Excerpts of pointing data:
>> begin

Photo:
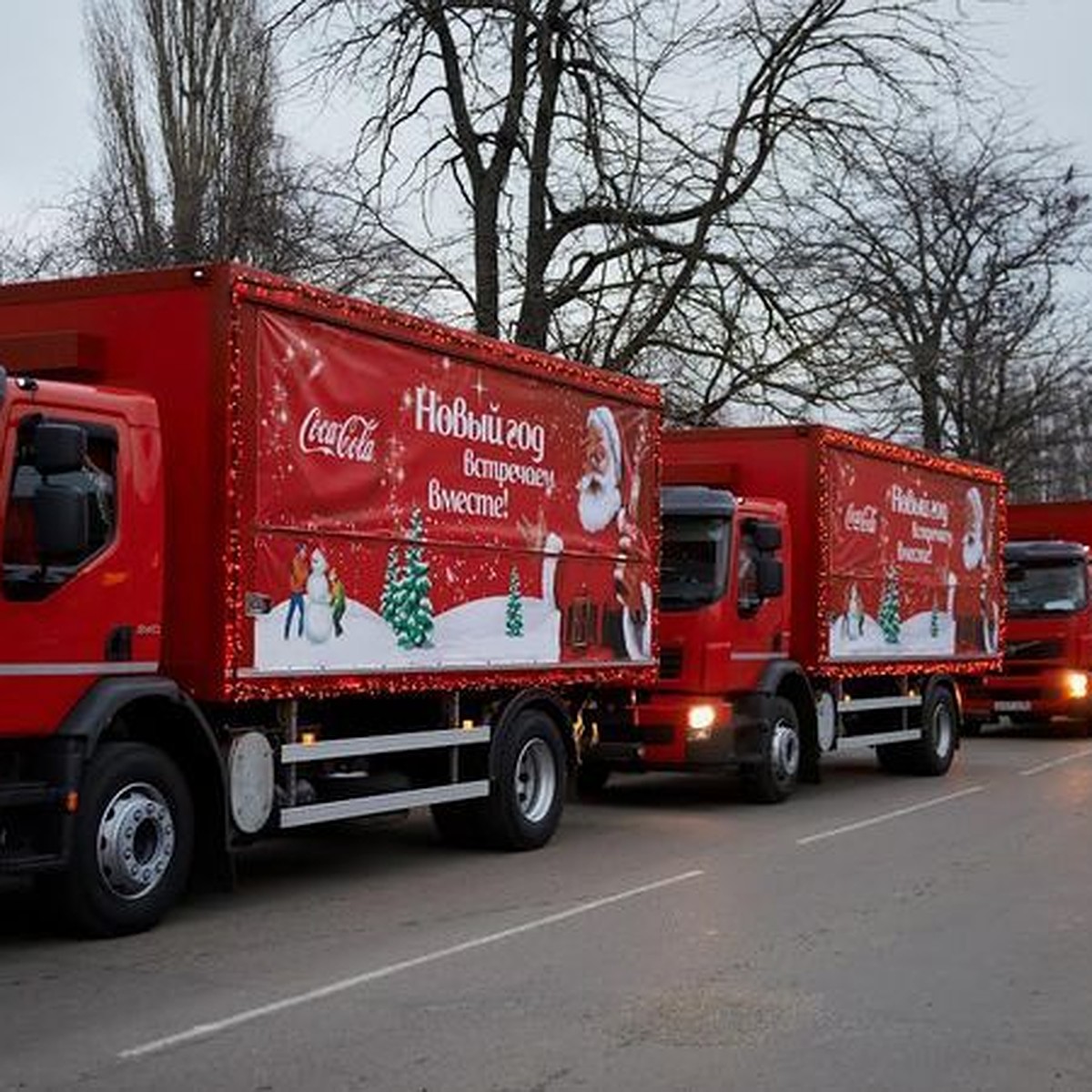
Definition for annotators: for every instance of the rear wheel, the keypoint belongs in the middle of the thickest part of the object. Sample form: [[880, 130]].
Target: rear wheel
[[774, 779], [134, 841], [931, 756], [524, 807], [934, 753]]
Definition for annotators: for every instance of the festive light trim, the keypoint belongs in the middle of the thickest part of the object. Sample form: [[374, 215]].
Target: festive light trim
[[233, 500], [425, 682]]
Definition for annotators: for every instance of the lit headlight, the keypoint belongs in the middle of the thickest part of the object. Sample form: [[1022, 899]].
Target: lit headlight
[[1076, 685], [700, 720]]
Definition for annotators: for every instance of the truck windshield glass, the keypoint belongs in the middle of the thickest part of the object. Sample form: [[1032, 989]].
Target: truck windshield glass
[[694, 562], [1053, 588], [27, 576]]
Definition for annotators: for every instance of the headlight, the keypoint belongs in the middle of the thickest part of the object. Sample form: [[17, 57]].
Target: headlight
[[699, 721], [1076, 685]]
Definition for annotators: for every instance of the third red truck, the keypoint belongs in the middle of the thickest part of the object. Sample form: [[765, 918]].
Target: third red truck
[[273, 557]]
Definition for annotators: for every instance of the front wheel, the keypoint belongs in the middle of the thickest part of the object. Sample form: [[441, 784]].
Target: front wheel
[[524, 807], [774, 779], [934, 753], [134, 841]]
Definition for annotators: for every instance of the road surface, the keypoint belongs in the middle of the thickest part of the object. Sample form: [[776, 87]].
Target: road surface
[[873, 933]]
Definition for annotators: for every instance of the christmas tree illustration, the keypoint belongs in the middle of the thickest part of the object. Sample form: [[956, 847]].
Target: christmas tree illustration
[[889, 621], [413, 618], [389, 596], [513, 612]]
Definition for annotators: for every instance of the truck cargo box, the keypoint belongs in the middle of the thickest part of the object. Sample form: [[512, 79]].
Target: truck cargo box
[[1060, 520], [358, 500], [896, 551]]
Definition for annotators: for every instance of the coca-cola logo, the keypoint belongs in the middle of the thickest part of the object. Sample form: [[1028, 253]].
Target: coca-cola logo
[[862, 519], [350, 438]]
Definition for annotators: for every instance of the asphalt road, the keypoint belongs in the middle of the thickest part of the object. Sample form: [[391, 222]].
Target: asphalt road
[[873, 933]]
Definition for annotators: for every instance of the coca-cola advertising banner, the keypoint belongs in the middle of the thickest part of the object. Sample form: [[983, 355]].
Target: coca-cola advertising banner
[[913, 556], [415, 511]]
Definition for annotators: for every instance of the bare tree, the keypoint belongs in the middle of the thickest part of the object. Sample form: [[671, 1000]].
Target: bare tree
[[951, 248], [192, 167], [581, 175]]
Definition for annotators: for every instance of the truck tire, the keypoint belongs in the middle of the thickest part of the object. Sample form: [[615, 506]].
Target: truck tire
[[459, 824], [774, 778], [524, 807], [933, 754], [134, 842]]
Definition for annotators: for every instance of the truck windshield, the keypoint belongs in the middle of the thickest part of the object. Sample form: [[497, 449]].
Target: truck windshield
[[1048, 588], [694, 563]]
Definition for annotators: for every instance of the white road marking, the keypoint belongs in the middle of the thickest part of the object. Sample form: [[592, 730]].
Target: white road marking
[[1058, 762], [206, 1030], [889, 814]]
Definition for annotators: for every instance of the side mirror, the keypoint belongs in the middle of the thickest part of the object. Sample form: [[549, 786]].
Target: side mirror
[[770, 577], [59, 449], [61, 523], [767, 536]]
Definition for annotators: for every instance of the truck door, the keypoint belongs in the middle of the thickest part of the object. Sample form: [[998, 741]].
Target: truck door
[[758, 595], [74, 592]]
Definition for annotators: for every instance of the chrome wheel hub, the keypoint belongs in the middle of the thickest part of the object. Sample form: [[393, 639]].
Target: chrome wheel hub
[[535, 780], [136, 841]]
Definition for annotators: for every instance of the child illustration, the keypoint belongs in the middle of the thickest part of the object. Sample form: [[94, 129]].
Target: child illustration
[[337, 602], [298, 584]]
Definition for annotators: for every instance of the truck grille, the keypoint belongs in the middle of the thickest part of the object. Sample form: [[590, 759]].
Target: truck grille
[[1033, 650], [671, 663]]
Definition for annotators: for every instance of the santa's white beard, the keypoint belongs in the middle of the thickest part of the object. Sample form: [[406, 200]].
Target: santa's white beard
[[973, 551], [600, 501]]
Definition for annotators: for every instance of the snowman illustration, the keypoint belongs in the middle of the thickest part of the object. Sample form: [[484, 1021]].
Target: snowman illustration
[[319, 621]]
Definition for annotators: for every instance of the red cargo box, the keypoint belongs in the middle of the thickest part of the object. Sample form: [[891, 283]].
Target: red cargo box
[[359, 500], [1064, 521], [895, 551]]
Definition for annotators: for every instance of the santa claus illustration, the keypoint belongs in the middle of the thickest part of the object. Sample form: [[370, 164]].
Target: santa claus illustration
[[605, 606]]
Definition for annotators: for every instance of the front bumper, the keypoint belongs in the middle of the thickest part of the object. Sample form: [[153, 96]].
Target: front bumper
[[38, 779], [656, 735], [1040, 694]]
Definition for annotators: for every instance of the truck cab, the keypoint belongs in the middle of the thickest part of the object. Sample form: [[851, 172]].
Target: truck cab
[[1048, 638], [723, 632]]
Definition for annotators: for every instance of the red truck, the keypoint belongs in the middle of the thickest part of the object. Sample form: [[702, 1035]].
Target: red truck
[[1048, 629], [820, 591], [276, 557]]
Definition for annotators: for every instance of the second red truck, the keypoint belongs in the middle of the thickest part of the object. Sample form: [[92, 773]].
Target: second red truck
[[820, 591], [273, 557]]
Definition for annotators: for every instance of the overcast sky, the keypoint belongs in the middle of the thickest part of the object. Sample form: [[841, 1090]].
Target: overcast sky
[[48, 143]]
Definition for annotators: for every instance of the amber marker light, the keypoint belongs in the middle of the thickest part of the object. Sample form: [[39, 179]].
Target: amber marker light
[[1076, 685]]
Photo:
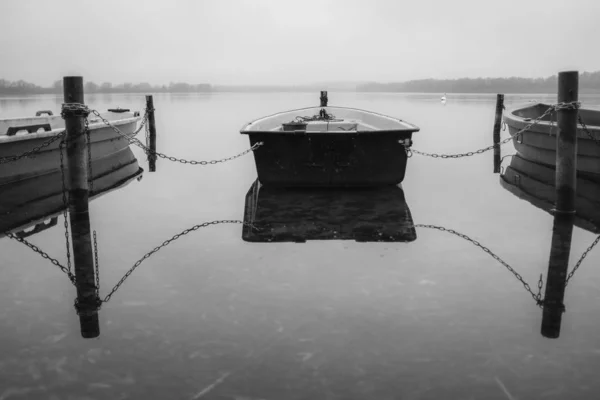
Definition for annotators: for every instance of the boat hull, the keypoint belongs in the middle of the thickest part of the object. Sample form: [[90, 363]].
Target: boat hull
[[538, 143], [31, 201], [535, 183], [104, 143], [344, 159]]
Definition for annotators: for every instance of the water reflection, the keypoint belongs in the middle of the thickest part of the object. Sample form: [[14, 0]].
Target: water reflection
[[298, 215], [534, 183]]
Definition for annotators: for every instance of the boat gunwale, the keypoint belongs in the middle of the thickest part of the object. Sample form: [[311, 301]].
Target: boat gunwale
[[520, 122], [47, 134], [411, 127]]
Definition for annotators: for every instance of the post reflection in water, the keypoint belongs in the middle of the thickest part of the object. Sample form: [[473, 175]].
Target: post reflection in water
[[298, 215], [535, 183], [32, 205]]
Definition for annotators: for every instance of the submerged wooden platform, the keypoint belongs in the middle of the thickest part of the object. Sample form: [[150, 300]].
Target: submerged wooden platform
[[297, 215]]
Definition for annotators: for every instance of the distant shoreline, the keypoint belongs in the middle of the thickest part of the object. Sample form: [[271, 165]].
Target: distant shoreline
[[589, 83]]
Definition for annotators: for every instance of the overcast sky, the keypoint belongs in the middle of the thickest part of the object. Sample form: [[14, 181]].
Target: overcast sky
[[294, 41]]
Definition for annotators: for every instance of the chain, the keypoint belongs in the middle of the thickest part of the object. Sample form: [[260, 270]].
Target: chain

>> end

Problem to work on: Copy every line of the rows above word for word, leaving out the pictures.

Expected answer:
Photo:
Definition for annotators: for every instance of the rear wheel, the keypoint belongs in the middle of the thickest part of the object. Sample form: [[880, 130]].
Target: rear wheel
[[774, 779], [134, 841], [931, 756], [524, 807], [934, 753]]
Definition for annotators: for every instance of the festive light trim, the keypoint belongs in the middle of the thickest part of the object. Sample form: [[374, 215]].
Target: festive light trim
[[233, 500], [425, 682]]
Definition for annotators: for every instance of the lit headlight, the keypoint belongs in the middle of the thickest part of the object. Sample form: [[1022, 899]].
Target: lit headlight
[[1076, 685], [700, 720]]
Definition for annotators: for every instance of the truck windshield glass, the keypoint belongs in the middle of the thickest part of the object. Sample form: [[1032, 989]].
Target: truck windshield glass
[[694, 562], [1053, 588], [27, 576]]
Definition for annotators: for every instance of the headlight, the keypoint belongs in the middle of the thickest part of the object. Sample form: [[17, 57]].
Target: headlight
[[699, 721], [1076, 685]]
Definition for annotators: for every instance of the third red truck, the keypoint belongs in the middle of the thickest part of the object. Sample form: [[765, 918]].
Target: third red truck
[[273, 557]]
Definition for annotators: for every instance of the front wheel, the keypoint belongs in the middle of the thickest part of the object. Sample form: [[441, 784]].
Target: front wheel
[[524, 807], [774, 779], [934, 753], [134, 841]]
Definition for annotators: for every instance of the road surface, the keypoint belongs in the middle of the thickest part of the object. Sample form: [[776, 87]].
Target: road surface
[[873, 933]]
Definition for annotators: for every instance of the christmas tree illustration, the keypoint belongs in the middle of the thickest part of the object. Sample form: [[956, 847]].
Target: christmas tree illustration
[[889, 621], [413, 618], [389, 596], [513, 612]]
Definition for annotators: for every instance of the truck cargo box, the keypoint belongs in the middle of the thickest part of the object. Sample form: [[512, 79]].
Target: truck cargo box
[[1060, 520], [358, 500], [896, 551]]
Definition for annotators: for every instance of the coca-cola logo, the keypoint belongs in the middle of the thickest part of the object. Sample form: [[1028, 253]].
Target: coca-cola logo
[[862, 519], [350, 438]]
Definition for annotators: for every instance of the asphalt road, the keypoint belongs in the middle of the thickest part of the object. Sample form: [[391, 222]].
Target: asphalt road
[[873, 933]]
Definition for annotators: for every instance of the coca-cola advertising banner, the keypoint belongs in the middle of the thickest part of the object. Sample form: [[983, 355]].
Target: coca-cola advertising banner
[[913, 556], [415, 511]]
Definition for annotators: for every instance of the bare tree, the keypoint belongs in the middle of the thickest part of the object. Sample form: [[671, 1000]].
Target: bare tree
[[951, 248], [192, 167], [581, 175]]
Definition for annotators: for every instance of the truck tire, the keypoint belongs in the middle of the thickest part of the object. Sample form: [[615, 506]].
Target: truck tire
[[459, 824], [774, 778], [524, 807], [933, 754], [134, 842]]
Definition for annotators: for every instance of the truck windshield, the keypoint belongs in the middle of the thickest part of the object. Sample form: [[497, 449]].
Target: truck windshield
[[1048, 588], [694, 563]]
Definition for annotators: for every instance of the white road marking, the keypoint belongs in the middle of the thickest part of the object. Sample form: [[592, 730]].
Target: white road marking
[[1058, 762], [206, 1030], [889, 814]]
Definition for annotators: for every instance of the side mirror, the keypoint belongs in the middle of the thickest part of the object. Sample form: [[549, 786]].
Target: side mirror
[[770, 577], [59, 449], [61, 523], [767, 536]]
Definition for annotators: for every instance of the truck door, the keypoint belongs in the middle of the thickest part of the object. Sample form: [[998, 741]].
Target: truck door
[[758, 595], [74, 592]]
Definition for annotators: for every instance of the chrome wheel hub, the keypoint belongs in the middle of the thickest part of the object. Sample form: [[393, 639]].
Target: chrome wheel hub
[[535, 780], [136, 841]]
Definition for annotators: for every instance of the child illustration, the keypoint belongs in the middle of the thickest part of the object. Sample form: [[94, 129]].
Target: child illustration
[[337, 602], [298, 584]]
Definition for annotators: for every instance of the truck grille, the keypoint belongs in the middle of the thickest part of the object. Sample form: [[590, 759]].
Target: truck grille
[[1033, 650], [671, 663]]
Definition for annotators: for every instance of the santa's white beard, the keypoint belongs in the middle of the thickest part of the object. Sample form: [[406, 200]].
Target: santa's white beard
[[973, 551], [600, 501]]
Definition for annotators: for every instance of the snowman illustration, the keypoint belongs in the middle of the thickest part of the object. Sample form: [[484, 1021]].
Target: snowman illustration
[[319, 621]]
Definition for annotators: for every instance of the red cargo box, the keypoint belongs in the middle of the thickest part of the object. Sample form: [[891, 283]].
Target: red cargo box
[[359, 500], [1064, 521], [895, 551]]
Definition for annotators: for every instance of the santa claus illustration, the keypoint belongs in the middle of the thickest part of the object. Sample form: [[370, 164]].
Target: santa claus illustration
[[605, 606]]
Definition for annotators: for every instance of the front bumper, the keypoint belongs in the middle of the thickest part of the object. Sample form: [[153, 96]].
Target: front bumper
[[38, 779], [656, 735], [1040, 694]]
Definition for annotators: for every instance of the truck cab, the keypoint belongs in the middle of the thickest part of the object. Sample form: [[851, 172]].
Target: truck cab
[[1048, 638], [723, 632]]
Definition for annotators: for every instance of the red truck, the keypoint belongs in the middle of the thickest part of the object. Sample form: [[702, 1035]].
Target: red truck
[[1048, 629], [820, 591], [276, 557]]
Definition for annotators: for every instance of the second red truck, the keypoint belongs in the middle of the thickest part of the object. Sample form: [[92, 773]].
Target: second red truck
[[820, 591], [273, 557]]
Definition for annotators: for every instance of the overcast sky, the keypoint belongs in the middle of the thickest part of the object. Sample form: [[841, 1090]].
Target: overcast sky
[[48, 143]]
Definition for annotators: for every instance of the amber marker light, the keypoint belongs in the middle of the thickest part of the object. Sample form: [[39, 179]].
Target: amber marker light
[[1076, 685]]
Photo:
Definition for annotators: for every instance of the boat hull, the keypoint belongs in the middle of the thickest part of the object. Sample form: [[90, 363]].
Target: boat hull
[[538, 143], [31, 201], [535, 183], [104, 143], [344, 159]]
Definition for annotators: for every instance of the water reflection, the keypoint belongs in the middle of the thickest part of the object. Sample form: [[14, 0]].
Target: water reflection
[[298, 215], [534, 183]]
Definition for annotators: for every instance of the boat gunwale, the keypoint belongs in the middle of the thickest part of the object. Sample form: [[311, 301]].
Target: boat gunwale
[[520, 122], [47, 134], [411, 127]]
Definition for annotators: for every instance of the post reflection in water, the keypoint belongs in the middle of the thickest part of the object. Sample form: [[473, 175]].
Target: post reflection in water
[[298, 215], [535, 183], [32, 205]]
Definition for annotators: for every instance of the submerged wooden platform, the keypoint belongs in the middle of the thickest part of the object. Sample form: [[150, 300]].
Target: submerged wooden platform
[[297, 215]]
Definition for annotators: for every instance of the distant shoreline, the keypoint belongs in the middle of the thickest part of the object. Sample form: [[271, 165]].
Target: distant shoreline
[[589, 83]]
Definition for annotators: for every instance of the overcast sky, the keypoint belongs in the middle of the thickest part of the object. Sample form: [[14, 181]].
Target: overcast sky
[[294, 41]]
Definition for annotators: for every instance of the chain, the keypoint belongs in the middle of the thickest part of the object. Sample form: [[260, 270]].
Target: chain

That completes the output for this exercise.